Apart from the pictures, please restate every entry below exactly.

_ _ _ _ _ _ _

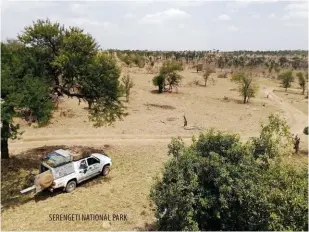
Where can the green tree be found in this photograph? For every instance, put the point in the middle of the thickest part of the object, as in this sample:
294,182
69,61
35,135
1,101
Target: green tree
168,75
301,81
207,72
53,59
127,85
159,81
275,140
221,62
246,85
199,67
24,93
286,79
217,184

_ _ _ _ _ _ _

## REPLY TO THE EXERCISE
Where can the green tree be found in this photograph? For every instance, put the point in the middle of the thickest part of the object, as in this sample:
294,182
69,61
35,135
1,101
Target: green tree
168,75
301,81
207,72
53,59
127,85
159,81
275,140
221,62
246,85
199,67
24,93
286,79
217,184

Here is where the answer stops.